Excerpt to read:
____________
[liberationtech] 10 reasons not to start using PGP

Ted Smith tedks at riseup.net
Fri Oct 11 10:59:54 PDT 2013


One reason to start using PGP:

1. Worse is better. Something is better than nothing.

On Fri, 2013-10-11 at 12:59 +0200, Eugen Leitl wrote:
> ----- Forwarded message from elijah <elijah at riseup.net> -----
> 
> Date: Thu, 10 Oct 2013 14:17:01 -0700
> From: elijah <elijah at riseup.net>
> To: liberationtech at lists.stanford.edu
> Subject: Re: [liberationtech] 10 reasons not to start using PGP
> Message-ID: <5257194D.1050202 at riseup.net>
> User-Agent: Mozilla/5.0 (X11; Linux x86_64; rv:24.0) Gecko/20100101 Thunderbird/24.0
> Reply-To: liberationtech <liberationtech at lists.stanford.edu>
> 
> On 10/10/2013 12:23 PM, carlo von lynX wrote:
> 
> > 1. Downgrade Attack: The risk of using it wrong.
____________
Information provided:
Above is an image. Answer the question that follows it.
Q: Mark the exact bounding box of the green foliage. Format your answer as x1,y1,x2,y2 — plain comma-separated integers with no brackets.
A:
____________
Exercises:
a. In the mailing list post about PGP, what reason to start using PGP does Ted Smith give?
b. Translate the sentence "Something is better than nothing." from the mailing list post about PGP into Spanish.
c. Name every person who appears by name in the mailing list post about PGP.

The results:
a. "Worse is better. Something is better than nothing."

b. Algo es mejor que nada.

c. Ted Smith, Eugen Leitl, elijah, carlo von lynX